(Extracted records)
◆ ◆ ◆
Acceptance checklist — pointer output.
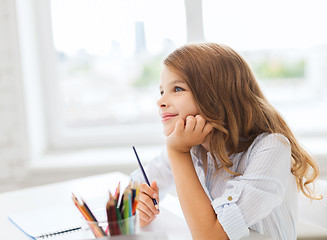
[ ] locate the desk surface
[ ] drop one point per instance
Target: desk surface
(95, 187)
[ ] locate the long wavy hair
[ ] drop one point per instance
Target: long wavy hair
(229, 97)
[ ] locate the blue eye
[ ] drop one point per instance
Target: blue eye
(178, 89)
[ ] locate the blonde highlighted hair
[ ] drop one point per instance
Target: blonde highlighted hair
(229, 97)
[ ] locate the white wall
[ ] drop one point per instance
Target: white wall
(13, 143)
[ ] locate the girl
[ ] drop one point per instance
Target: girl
(234, 161)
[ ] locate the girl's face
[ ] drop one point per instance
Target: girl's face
(176, 101)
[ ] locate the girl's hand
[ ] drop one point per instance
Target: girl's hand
(191, 133)
(147, 210)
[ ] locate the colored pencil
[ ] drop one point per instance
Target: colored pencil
(145, 177)
(97, 231)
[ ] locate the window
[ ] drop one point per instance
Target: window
(102, 60)
(108, 57)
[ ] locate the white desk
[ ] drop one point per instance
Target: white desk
(90, 188)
◆ ◆ ◆
▶ _Problem statement_: Scan the data, and report each line that uses the word "locate".

▶ _Response below_:
[ ] locate the desk surface
[ ] locate the long wavy hair
[ ] locate the blue eye
[ ] locate the blonde highlighted hair
[ ] locate the white wall
[ ] locate the girl
[ ] locate the girl's face
[ ] locate the girl's hand
[ ] locate the colored pencil
[ ] locate the window
[ ] locate the white desk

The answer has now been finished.